Tasks to carry out:
- A) According to the Hope College book article, during which years was Taylor a member of the Hope chemistry faculty?
- B) Please continue the Hope College book article from its last sentence.

Selected excerpt:
A new book by retired Hope College chemistry professor Dr. Stephen Taylor explores the qualities that enable faculty at primarily undergraduate institutions to succeed as researchers in addition to teaching.

Taylor’s book, “Publish and Flourish,” was published this fall by the college.  The title is a play on the familiar saying within graduate schools that professors seeking career success must “publish or perish,” with scholarship often coming at the expense of teaching.  In contrast, Taylor considers how faculty at primarily undergraduate institutions, where working with students is itself a priority, have been able to excel as both scholars and teachers, and through the combination provide an even better education.

It’s a topic that hits close to home at Hope, which is nationally recognized as a leader in using collaborative research—through which students work alongside faculty mentors—as a teaching tool.  Taylor, who was a member of the Hope chemistry faculty from 1985 until retiring in 2009, conducted research in organic chemistry collaboratively with dozens of Hope students during his time at the college and had also involved students in research while previously teaching at Olivet Nazarene University for seven years.

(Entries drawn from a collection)
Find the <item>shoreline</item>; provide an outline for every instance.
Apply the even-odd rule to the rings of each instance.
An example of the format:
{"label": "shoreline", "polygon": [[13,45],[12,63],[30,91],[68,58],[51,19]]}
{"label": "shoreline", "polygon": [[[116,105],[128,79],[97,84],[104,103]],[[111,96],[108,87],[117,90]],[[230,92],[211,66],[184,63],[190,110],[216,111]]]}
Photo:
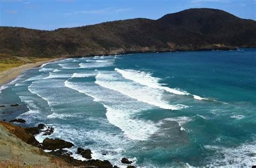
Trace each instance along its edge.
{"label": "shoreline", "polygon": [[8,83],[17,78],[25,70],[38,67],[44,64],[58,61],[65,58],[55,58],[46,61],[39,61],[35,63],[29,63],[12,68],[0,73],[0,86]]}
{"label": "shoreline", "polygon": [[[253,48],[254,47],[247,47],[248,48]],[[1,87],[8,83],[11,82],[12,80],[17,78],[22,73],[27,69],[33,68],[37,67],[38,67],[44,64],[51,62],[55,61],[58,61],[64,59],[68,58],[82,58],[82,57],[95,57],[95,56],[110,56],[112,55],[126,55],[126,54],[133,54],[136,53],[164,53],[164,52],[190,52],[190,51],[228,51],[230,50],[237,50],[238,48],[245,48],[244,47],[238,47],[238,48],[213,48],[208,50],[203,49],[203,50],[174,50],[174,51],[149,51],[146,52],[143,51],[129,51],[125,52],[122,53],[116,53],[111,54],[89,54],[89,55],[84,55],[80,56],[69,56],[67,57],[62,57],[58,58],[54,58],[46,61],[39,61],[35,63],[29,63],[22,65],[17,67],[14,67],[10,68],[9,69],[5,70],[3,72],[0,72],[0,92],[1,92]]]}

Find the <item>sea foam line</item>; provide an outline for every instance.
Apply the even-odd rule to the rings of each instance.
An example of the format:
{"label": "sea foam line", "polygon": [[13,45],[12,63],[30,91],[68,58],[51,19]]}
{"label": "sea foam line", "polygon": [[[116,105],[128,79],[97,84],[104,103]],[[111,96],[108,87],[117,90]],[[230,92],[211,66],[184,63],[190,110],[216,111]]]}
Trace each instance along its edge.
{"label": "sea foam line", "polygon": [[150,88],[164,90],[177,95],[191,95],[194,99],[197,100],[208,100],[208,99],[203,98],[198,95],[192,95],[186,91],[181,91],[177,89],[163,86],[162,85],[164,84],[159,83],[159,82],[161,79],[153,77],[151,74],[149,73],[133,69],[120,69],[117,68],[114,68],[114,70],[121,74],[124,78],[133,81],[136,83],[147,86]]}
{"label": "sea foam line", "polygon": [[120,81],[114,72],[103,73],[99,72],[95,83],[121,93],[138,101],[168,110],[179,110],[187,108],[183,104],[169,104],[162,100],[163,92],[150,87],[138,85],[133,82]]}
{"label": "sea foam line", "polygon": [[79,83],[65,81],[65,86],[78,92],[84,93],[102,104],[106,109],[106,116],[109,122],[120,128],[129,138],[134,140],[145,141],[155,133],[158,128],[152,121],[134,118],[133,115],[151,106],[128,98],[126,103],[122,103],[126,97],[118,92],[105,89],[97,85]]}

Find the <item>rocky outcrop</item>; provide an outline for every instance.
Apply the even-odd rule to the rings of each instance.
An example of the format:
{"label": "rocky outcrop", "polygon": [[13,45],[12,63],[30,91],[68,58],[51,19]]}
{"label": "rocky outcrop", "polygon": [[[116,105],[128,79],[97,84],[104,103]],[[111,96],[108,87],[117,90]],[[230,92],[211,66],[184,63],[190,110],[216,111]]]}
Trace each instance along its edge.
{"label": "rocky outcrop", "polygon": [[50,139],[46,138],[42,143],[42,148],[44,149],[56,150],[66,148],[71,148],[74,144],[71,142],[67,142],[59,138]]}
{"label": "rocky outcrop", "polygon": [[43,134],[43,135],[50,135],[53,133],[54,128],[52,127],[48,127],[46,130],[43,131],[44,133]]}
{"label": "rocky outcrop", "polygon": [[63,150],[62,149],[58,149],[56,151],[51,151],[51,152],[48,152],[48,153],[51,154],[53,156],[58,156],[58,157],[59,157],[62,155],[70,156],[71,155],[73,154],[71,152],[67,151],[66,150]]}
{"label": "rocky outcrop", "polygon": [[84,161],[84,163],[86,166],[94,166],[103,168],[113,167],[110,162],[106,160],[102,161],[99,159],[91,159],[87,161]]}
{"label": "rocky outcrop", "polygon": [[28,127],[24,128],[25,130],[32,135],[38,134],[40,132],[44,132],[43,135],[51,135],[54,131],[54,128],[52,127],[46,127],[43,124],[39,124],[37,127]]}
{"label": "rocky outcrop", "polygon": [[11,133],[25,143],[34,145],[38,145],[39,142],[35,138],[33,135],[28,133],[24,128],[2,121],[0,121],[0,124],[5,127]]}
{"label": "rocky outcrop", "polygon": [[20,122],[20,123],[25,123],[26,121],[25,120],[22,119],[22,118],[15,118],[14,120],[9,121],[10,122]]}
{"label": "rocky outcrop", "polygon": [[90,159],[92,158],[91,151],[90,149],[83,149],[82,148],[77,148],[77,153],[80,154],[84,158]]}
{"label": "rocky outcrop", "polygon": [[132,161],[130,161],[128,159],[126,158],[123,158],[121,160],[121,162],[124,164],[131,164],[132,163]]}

Results for the exercise:
- A) From 1985 until he retired in 2009.

- B)
“Pursuing authentic, publishable research through faculty-student collaboration is now well established as one of the best learning practices in undergraduate science education; thus, colleges and universities strive to identify and recruit faculty members who demonstrate the strongest promise to become successful as teacher-scholars,” said Dr. Moses Lee, who is dean for the natural and applied sciences and a professor of chemistry at Hope.  “For this reason, the book by Dr. Taylor, emeritus professor of chemistry at Hope College, a revered teacher, and a highly published researcher, is a must read for faculty and administrators who are engaged in hiring new faculty.”

The book examines both personal and institutional factors that play a role, and suggests steps that individual faculty and programs can take to improve.

Success begins, Taylor notes, with a passion for the process—a quality that many faculty and administrators that he interviewed for the book described as a “fire in the belly.”  Throughout the book he considers individual characteristics that play a role, including organization and creativity, and discusses ways that the abilities can be developed.  In addition to offering insights regarding successful faculty researchers themselves, he explores more program-related ideas, such as how faculty at smaller programs with limited resources can enhance their work through collaboration with colleagues elsewhere, and the importance of an encouraging institution.

Taylor also considers the benefits that come from teaching and conducting research at a primarily undergraduate institution.  Not least among them, he notes, is the opportunity that a smaller program provides to get to know students well and to be able to help them as individuals, using both teaching and research to instruct and inspire them.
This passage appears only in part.